§ TASK DETAILS: Reproduce the Ibiza passage below word for word, from its first sentence to its last.

§ TEXT:

━━━━

Ibiza is notorious for its trance parties and hedonistic culture but this little island was known for its spirituality. In fact once upon a time, Ibiza was a spiritual and magical place. The Cathargians first descended there in 654 BC and much of the island’s magic comes from its sense of age and mythical history. Fast forward to the 21st century, and it still holds that spiritual heritage and is home to the third most magnetic place on the earth after the north and south pole. People often call it ‘Magic Island’ and speak about the ‘Spirit of Ibiza.’ It’s not a surprise then that to this day, health conscious folk are attracted to this island and a growing number of retreats have set up camps here in recent years.

━━━━

§ DATASET EXCERPTS:
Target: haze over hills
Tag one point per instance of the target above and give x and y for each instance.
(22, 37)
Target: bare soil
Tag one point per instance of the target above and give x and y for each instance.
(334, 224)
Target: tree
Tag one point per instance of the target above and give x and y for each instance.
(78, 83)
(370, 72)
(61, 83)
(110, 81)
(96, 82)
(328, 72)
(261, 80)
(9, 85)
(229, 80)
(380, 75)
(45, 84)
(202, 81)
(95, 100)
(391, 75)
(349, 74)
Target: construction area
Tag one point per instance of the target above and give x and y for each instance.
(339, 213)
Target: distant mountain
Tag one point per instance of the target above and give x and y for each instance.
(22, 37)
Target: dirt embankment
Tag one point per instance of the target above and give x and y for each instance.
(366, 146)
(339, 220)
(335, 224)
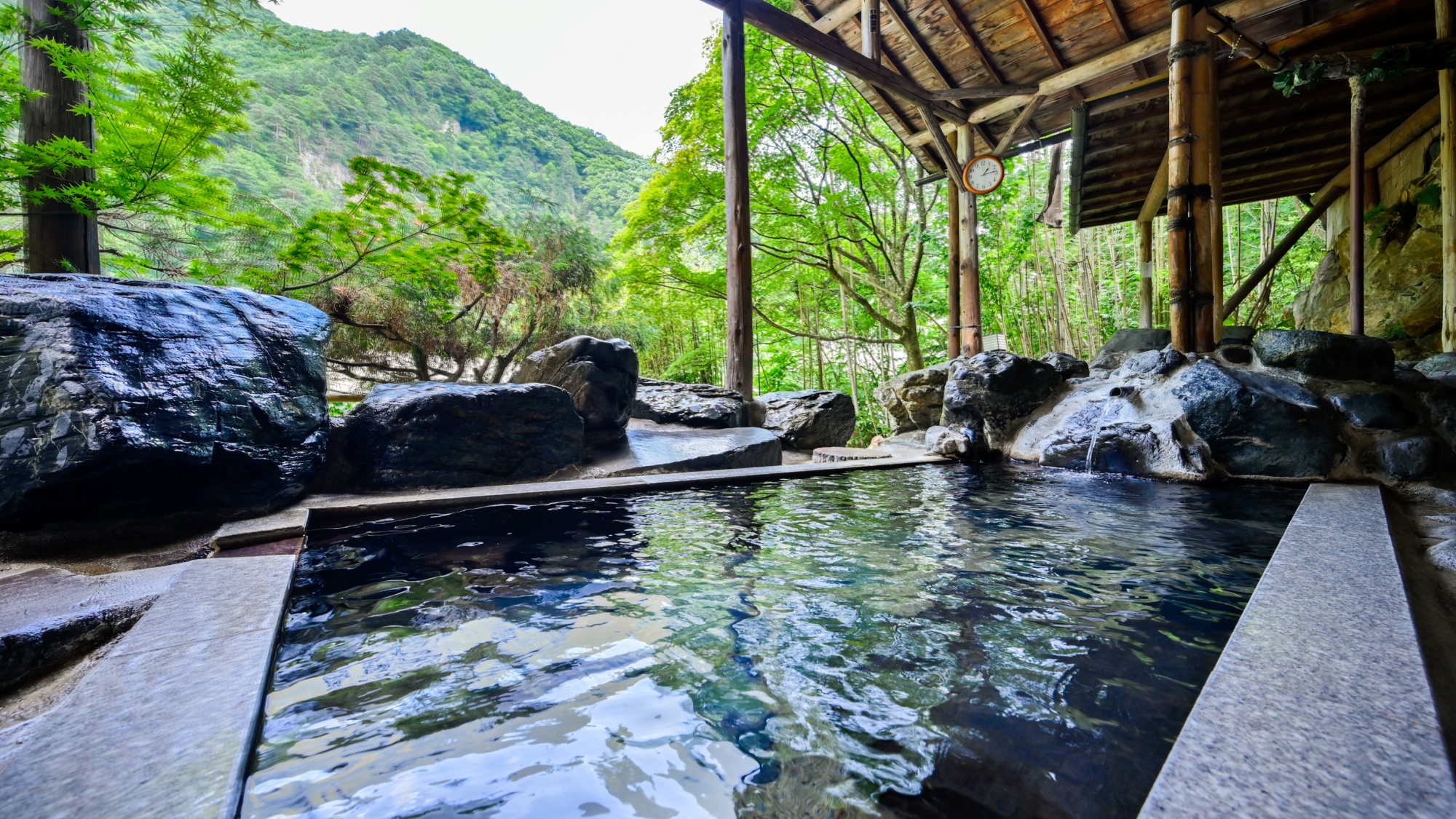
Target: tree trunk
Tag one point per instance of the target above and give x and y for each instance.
(58, 238)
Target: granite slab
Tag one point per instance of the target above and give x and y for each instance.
(1320, 704)
(164, 726)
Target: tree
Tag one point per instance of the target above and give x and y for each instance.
(113, 136)
(836, 212)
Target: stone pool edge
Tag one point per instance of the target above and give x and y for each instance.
(1320, 704)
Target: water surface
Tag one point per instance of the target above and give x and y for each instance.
(922, 641)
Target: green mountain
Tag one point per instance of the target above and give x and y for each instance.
(327, 97)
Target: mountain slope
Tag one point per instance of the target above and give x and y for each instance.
(327, 97)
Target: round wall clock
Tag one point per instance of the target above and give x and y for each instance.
(984, 174)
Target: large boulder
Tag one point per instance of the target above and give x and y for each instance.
(810, 419)
(1126, 343)
(602, 378)
(914, 400)
(1257, 426)
(1327, 355)
(701, 405)
(994, 391)
(142, 398)
(408, 436)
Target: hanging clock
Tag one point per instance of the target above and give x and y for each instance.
(984, 174)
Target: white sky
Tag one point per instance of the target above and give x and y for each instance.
(606, 65)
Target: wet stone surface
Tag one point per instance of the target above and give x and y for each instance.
(835, 646)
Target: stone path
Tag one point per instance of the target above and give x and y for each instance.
(1320, 704)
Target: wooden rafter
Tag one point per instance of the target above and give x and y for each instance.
(1034, 21)
(972, 40)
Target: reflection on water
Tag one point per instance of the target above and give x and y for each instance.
(925, 641)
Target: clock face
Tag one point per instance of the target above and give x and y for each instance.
(985, 174)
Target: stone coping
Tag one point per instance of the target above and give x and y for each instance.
(1320, 704)
(353, 506)
(164, 724)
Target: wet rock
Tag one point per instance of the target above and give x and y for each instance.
(963, 443)
(1374, 410)
(1442, 405)
(602, 378)
(994, 391)
(1409, 459)
(1152, 363)
(810, 419)
(1125, 343)
(698, 405)
(1441, 368)
(1068, 366)
(653, 449)
(129, 398)
(407, 436)
(1256, 432)
(914, 400)
(1327, 355)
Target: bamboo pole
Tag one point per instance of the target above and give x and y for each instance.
(1202, 273)
(870, 34)
(739, 372)
(953, 274)
(970, 254)
(1358, 180)
(1447, 27)
(1182, 235)
(1215, 200)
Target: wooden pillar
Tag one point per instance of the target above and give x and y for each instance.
(739, 373)
(58, 238)
(1202, 193)
(1145, 285)
(1182, 234)
(1447, 27)
(1215, 196)
(1358, 196)
(970, 253)
(870, 28)
(953, 274)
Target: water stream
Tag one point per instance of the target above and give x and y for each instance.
(927, 641)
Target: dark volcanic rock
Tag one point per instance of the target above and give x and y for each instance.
(138, 398)
(1068, 366)
(1409, 459)
(810, 419)
(1125, 343)
(701, 405)
(992, 391)
(1327, 355)
(1254, 432)
(914, 400)
(407, 436)
(602, 378)
(1374, 410)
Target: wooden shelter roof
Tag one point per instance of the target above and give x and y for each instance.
(1112, 58)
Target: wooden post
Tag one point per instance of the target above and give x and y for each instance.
(1202, 274)
(1447, 27)
(1145, 285)
(1358, 180)
(870, 33)
(739, 373)
(58, 238)
(1215, 196)
(953, 274)
(1182, 235)
(970, 253)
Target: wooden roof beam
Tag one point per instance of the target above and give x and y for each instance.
(1042, 34)
(972, 40)
(804, 37)
(1109, 62)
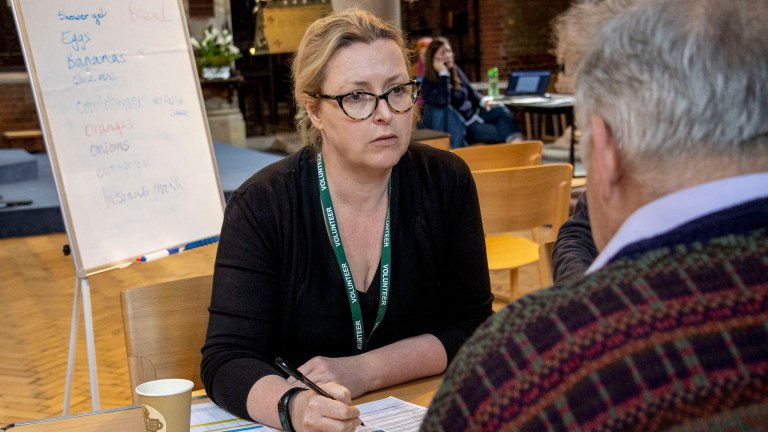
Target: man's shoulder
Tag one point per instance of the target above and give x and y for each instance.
(609, 333)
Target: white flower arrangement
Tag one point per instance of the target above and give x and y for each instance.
(216, 48)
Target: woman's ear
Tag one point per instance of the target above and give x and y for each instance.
(312, 112)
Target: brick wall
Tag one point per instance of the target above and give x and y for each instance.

━━━━

§ FINAL RESULT:
Ibiza is notorious for its trance parties and hedonistic culture but this little island was known for its spirituality. In fact once upon a time, Ibiza was a spiritual and magical place. The Cathargians first descended there in 654 BC and much of the island’s magic comes from its sense of age and mythical history. Fast forward to the 21st century, and it still holds that spiritual heritage and is home to the third most magnetic place on the earth after the north and south pole. People often call it ‘Magic Island’ and speak about the ‘Spirit of Ibiza.’ It’s not a surprise then that to this day, health conscious folk are attracted to this island and a growing number of retreats have set up camps here in recent years.